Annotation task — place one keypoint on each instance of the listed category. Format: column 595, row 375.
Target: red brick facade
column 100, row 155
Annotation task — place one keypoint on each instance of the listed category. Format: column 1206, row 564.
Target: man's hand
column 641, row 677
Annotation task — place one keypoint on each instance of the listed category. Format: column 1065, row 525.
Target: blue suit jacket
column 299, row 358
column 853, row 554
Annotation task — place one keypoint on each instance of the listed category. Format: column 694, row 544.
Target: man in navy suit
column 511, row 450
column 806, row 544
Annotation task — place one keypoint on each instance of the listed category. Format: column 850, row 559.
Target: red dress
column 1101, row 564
----------
▶ [Task statement] Turn every line of the items above into a numbered list, leaving out any blank lines.

▶ [Response to this task]
1. Annotation task — place one keypoint on each instance of the listed category. Format: column 595, row 375.
2. Target: red brick facade
3. column 100, row 155
4. Annotation task — place one keypoint on each instance of the listed category. Format: column 1206, row 564.
5. Target: man's hand
6. column 641, row 677
7. Annotation task — place one keypoint on each instance of the listed category. Format: column 1065, row 525.
8. Target: blue suit jacket
9. column 299, row 358
10. column 853, row 554
11. Annotation task — place one keypoint on each instance of the listed category. Format: column 694, row 544.
12. Target: man in navy suit
13. column 511, row 450
14. column 806, row 544
15. Annotation task — place one keypoint on each instance of the listed category. Format: column 850, row 559.
16. Target: red dress
17. column 1101, row 564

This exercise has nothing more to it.